**Exercise text**
***

Real Talk…
After my father passed away I really did not care nor want to hear anything about my own health. Doctors freaked me out and hospitals where just out of the question. Which ended up with me being told I am Type 2 diabetic during the pandemic. And as many of us did during this pandemic I just soothed myself in all the wrong ways.
Fast forward to last Wednesday, the 70 degree day here in the Portland are, I am wrapped in blankets shivering and with a fever. Took Covid test as you do now and they both were negative. Later came to find out that my resting hear rate that night while I was sleeping was 100+. The next was worse and painful. I had developed an abscess, I will spare the details on all that. So my amazing wife Kaitlyn took me to urgent care where they took my vitals and said “ You are not waiting” and took me right in. Urgent care doctor said we are transferring you to the ER. By midnight I was told my body is fighting an infection that had become really bad due to not taking care of my Type 2, and they were going to have to keep me for a while. So they admitted my in the same hospital ….where my father was when he got sick, same floor, two rooms down from where he was. When I woke up that morning the nurse introduced himself as Nermin… I recognized his voice and his tool belt he used to keep all sorts of “nurse things.” He was my fathers nurse when he was sick here. That is when reality of it all hit me so hard.
The doctor was blunt with me. “If you would have waited one more day, you would have had a heart attack and or this infection would have gone to your blood. You are very lucky.” Maybe Dad was trying to give me this wake up call. Maybe it was the universe. Whatever it was… I am listening. I want to thank everyone who reached out via social media, text and called, it means a lot. Thank you to my family for all the love and support. Most of all thanks to Kaitlyn Coca, my amazing wife who was stronger than I have ever seen anyone be. She is why I am still here and I will never forget that. To grow old and older with you is a gift in itself Kaitlyn. Home has never felt so good.
I hope to be back creating some music soon. I feel like I have something to say again. And It’s true. I am lucky.

***

**Required work**
a - In the post, what was the name of the nurse who had also cared for the writer's father?
b - Reproduce the stretch of the post from "The doctor was" through "I am lucky.".

***

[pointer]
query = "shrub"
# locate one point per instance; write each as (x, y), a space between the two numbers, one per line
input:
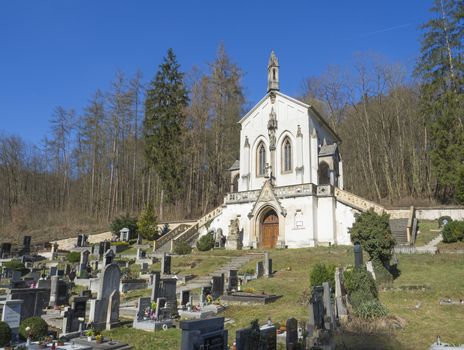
(374, 234)
(16, 265)
(321, 273)
(371, 309)
(5, 333)
(182, 248)
(360, 280)
(206, 242)
(358, 297)
(382, 274)
(73, 257)
(119, 244)
(453, 232)
(441, 220)
(38, 328)
(123, 221)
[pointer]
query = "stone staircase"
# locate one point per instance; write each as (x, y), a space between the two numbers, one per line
(401, 220)
(234, 264)
(399, 230)
(184, 233)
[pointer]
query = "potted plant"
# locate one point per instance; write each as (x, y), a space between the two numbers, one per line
(99, 338)
(89, 334)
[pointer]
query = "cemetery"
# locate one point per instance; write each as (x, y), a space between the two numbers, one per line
(271, 249)
(237, 299)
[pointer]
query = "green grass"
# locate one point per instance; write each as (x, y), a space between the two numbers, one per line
(139, 339)
(426, 233)
(442, 274)
(450, 247)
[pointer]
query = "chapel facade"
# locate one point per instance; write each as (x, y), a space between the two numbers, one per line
(283, 186)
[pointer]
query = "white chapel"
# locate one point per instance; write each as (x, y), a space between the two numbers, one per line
(286, 187)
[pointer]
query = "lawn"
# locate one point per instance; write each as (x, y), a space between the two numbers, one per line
(428, 232)
(441, 276)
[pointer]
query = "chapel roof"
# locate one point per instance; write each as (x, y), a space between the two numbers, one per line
(235, 166)
(328, 150)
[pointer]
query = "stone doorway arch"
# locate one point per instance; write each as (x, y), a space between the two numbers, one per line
(268, 228)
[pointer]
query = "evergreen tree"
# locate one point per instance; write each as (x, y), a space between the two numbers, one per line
(146, 224)
(441, 69)
(164, 125)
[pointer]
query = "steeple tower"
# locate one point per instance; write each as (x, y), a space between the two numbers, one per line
(273, 73)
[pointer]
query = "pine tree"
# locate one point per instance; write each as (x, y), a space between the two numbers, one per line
(441, 69)
(164, 125)
(146, 224)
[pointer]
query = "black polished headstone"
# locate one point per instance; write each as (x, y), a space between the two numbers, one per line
(204, 334)
(291, 338)
(358, 261)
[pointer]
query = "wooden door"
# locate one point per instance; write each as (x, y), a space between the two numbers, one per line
(270, 230)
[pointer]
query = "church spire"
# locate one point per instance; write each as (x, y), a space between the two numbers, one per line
(273, 73)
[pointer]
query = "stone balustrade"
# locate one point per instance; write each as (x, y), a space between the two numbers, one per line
(170, 235)
(357, 202)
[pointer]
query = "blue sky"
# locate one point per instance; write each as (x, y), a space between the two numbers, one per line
(59, 52)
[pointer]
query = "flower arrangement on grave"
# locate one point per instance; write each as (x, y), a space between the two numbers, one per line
(99, 338)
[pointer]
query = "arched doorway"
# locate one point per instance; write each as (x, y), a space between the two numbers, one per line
(324, 173)
(269, 229)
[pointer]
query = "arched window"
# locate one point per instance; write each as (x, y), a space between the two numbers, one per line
(324, 173)
(261, 169)
(287, 155)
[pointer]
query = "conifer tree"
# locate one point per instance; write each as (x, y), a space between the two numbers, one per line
(146, 224)
(441, 68)
(164, 125)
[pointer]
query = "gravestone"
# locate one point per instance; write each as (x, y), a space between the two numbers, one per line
(205, 291)
(54, 250)
(82, 240)
(53, 291)
(232, 280)
(124, 234)
(267, 265)
(103, 309)
(103, 247)
(167, 290)
(35, 300)
(26, 245)
(328, 305)
(184, 297)
(217, 288)
(291, 338)
(204, 334)
(144, 268)
(11, 314)
(370, 269)
(268, 337)
(234, 238)
(52, 271)
(58, 292)
(255, 337)
(162, 312)
(358, 260)
(84, 263)
(166, 264)
(108, 258)
(341, 309)
(259, 269)
(142, 305)
(155, 285)
(316, 309)
(112, 315)
(5, 250)
(72, 314)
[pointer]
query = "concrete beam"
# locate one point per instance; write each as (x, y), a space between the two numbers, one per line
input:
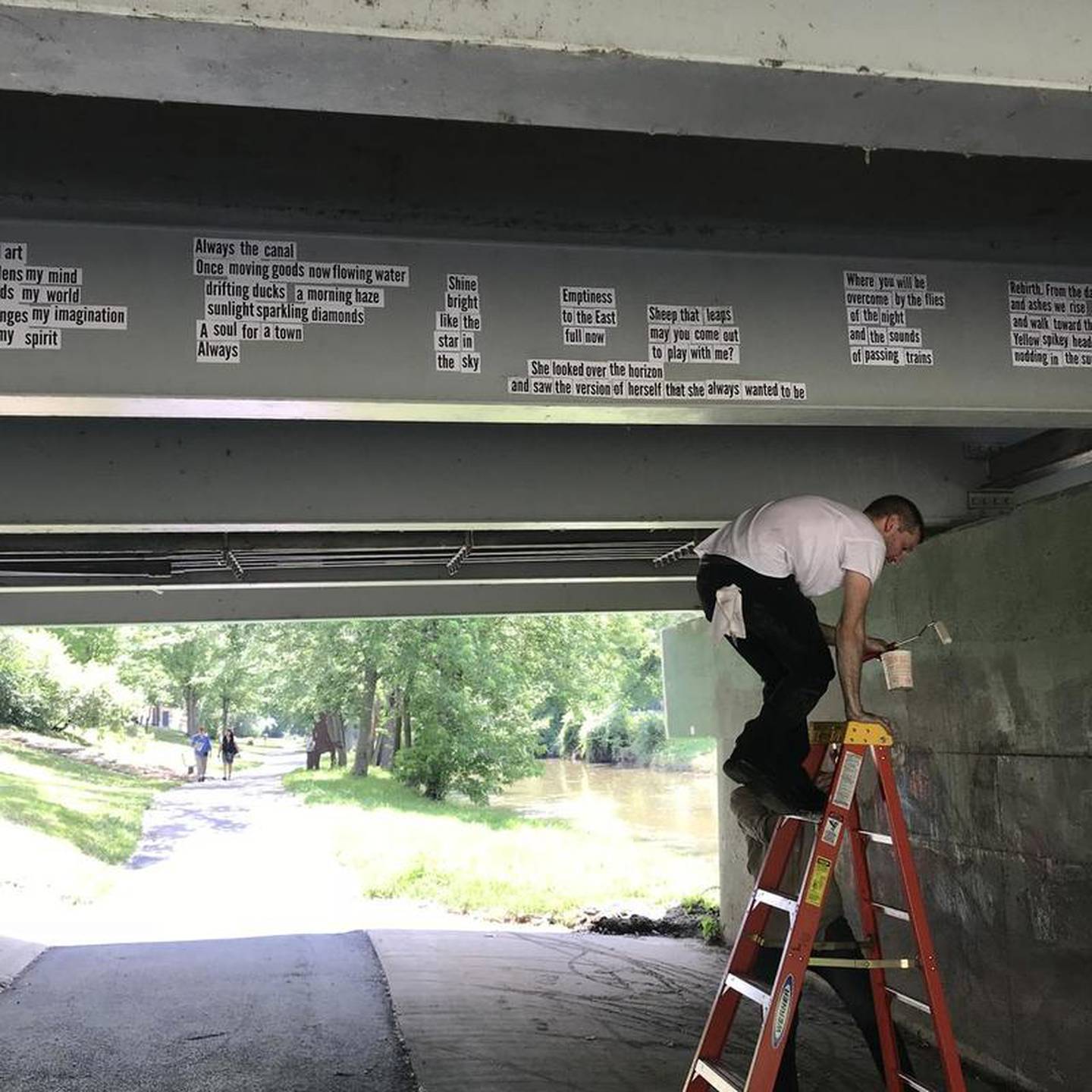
(149, 476)
(1055, 451)
(838, 77)
(340, 600)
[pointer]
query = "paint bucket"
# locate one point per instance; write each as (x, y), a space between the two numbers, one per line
(898, 673)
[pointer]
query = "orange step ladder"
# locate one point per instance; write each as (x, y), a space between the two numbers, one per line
(840, 821)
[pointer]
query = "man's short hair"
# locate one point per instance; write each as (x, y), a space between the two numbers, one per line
(908, 514)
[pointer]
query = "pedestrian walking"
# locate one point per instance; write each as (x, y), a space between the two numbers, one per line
(202, 745)
(228, 748)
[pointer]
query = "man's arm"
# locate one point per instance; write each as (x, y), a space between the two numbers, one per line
(873, 645)
(850, 642)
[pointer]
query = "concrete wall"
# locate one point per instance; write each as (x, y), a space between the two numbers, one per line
(911, 39)
(995, 774)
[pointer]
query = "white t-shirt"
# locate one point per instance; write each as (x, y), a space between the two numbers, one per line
(811, 538)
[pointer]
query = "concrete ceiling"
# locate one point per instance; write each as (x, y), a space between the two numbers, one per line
(982, 77)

***

**Answers to the exercises**
a - Nermin

b -
The doctor was blunt with me. “If you would have waited one more day, you would have had a heart attack and or this infection would have gone to your blood. You are very lucky.” Maybe Dad was trying to give me this wake up call. Maybe it was the universe. Whatever it was… I am listening. I want to thank everyone who reached out via social media, text and called, it means a lot. Thank you to my family for all the love and support. Most of all thanks to Kaitlyn Coca, my amazing wife who was stronger than I have ever seen anyone be. She is why I am still here and I will never forget that. To grow old and older with you is a gift in itself Kaitlyn. Home has never felt so good.
I hope to be back creating some music soon. I feel like I have something to say again. And It’s true. I am lucky.